Do not go with "plug-n-play." The ballasts can fail open requiring you to go back and re-fix them. Also, the ballasts will still be wasting current. Rip them out, change to bypass. Once you get ti down to a system, the changeover is about 10 minutes per fixture. 
As for color temp, go with the ~3k as it is easier on the eyes. Fixtures put out just as much light, although the lower color temp may give the impression they are dimmer in rooms that also have windows due to the color miss-match.


----------



## tjrobb (Aug 20, 2018)

Sans LED, this is either a ground or ballast issue. Fluorescent lamps like good grounding or no ground, meh grounding makes them temperamental. Also, since "flashing" the switch tends to help, that might be a weak ballast; in effect the ballast can't heat / pulse the electrodes hard enough to generate a self-sustaining arc inside the tube. (Aside, it's a fun time to install a new tube on a weak ballast and watch as it pulses along faster and faster until it finally "catches" and stops strobing).


----------



## Dan Thoms (Aug 20, 2018)

> Exercise task A
In the forum thread, about how long does the changeover to bypass take per fixture once you have a system?
> Exercise task B
Copy the forum thread word for word between "As for color" and "tjrobb (Aug 20, 2018)", inclusive.
Work from the forum thread alone.

> Given data

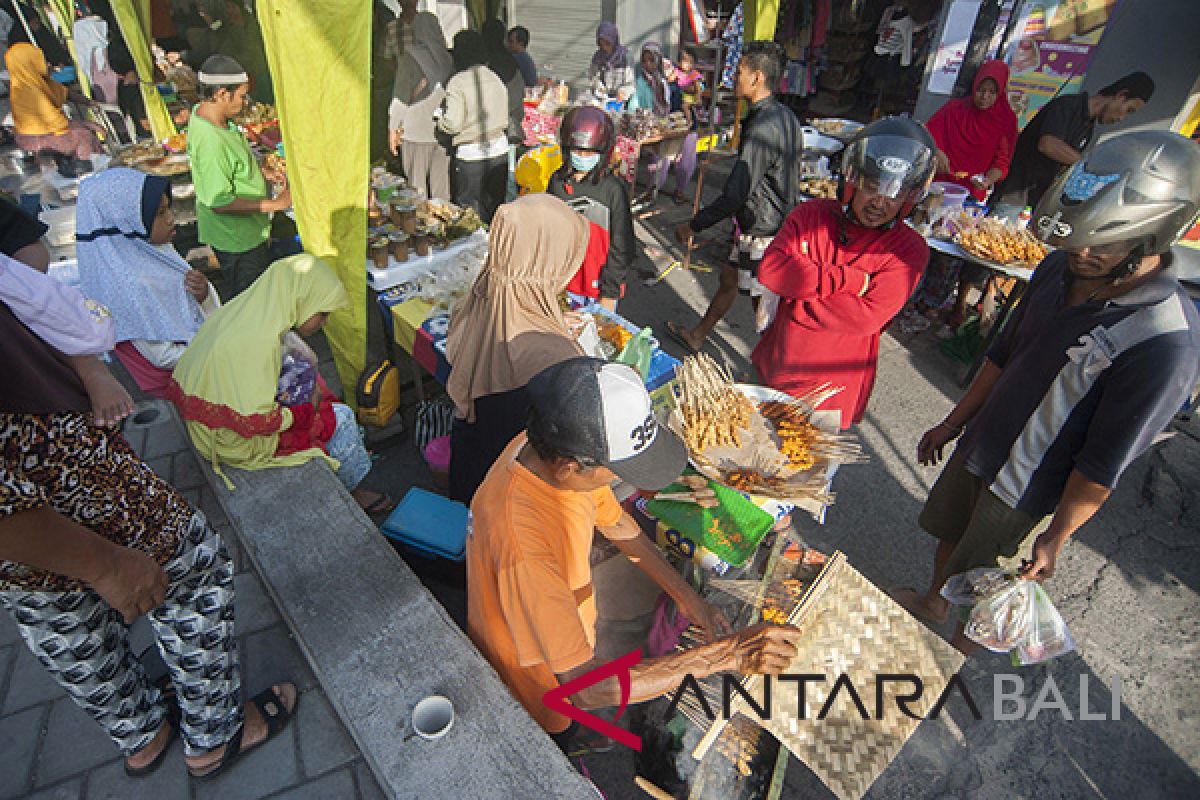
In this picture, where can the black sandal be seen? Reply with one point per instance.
(276, 717)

> Full response A
About 10 minutes per fixture.

> Full response B
As for color temp, go with the ~3k as it is easier on the eyes. Fixtures put out just as much light, although the lower color temp may give the impression they are dimmer in rooms that also have windows due to the color miss-match.


----------



## tjrobb (Aug 20, 2018)